→ What needs to be done
Copy the text on teachers and school reopenings, starting with "In Broward County, Florida, teachers" and going on through "reported in the US.", and replace "school board" with "school district".

In Broward County, Florida, teachers who have asked for remote instruction have been spied upon by the school board. It has combed through teachers’ social media accounts, searching for evidence of them violating social distancing recommendations. The board crowed over a Facebook photo of James Keith Calloway, a 58-year-old coach and teacher posing with his extended family unmasked. Calloway then explained to reporters that the photo had been taken in December of 2019, before any cases of COVID-19 had been reported in the US.

Corinne is not surprised by these actions. “That’s just more reason to not be in school with exposure to people who don’t take it seriously,” she says. “They’re going to have to fire me, because I’m not going to work,” she says of MPS’ new rules. “I’m not going to use my sick leave, because I’m still teaching my virtual students.”

She dismisses politicians’ hypocritical invocation of the needs of children when they demand school reopenings.

“The social aspects that are missing are not the fault of the school,” she says. “Where were you asking about the kids all the years we were going down the drain? Where were you when Alabama became 51st in the nation in education rankings?”

→ Data drawn from a collection
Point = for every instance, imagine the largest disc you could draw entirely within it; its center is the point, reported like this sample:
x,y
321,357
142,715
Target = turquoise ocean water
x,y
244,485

→ Task response
In Broward County, Florida, teachers who have asked for remote instruction have been spied upon by the school district. It has combed through teachers’ social media accounts, searching for evidence of them violating social distancing recommendations. The board crowed over a Facebook photo of James Keith Calloway, a 58-year-old coach and teacher posing with his extended family unmasked. Calloway then explained to reporters that the photo had been taken in December of 2019, before any cases of COVID-19 had been reported in the US.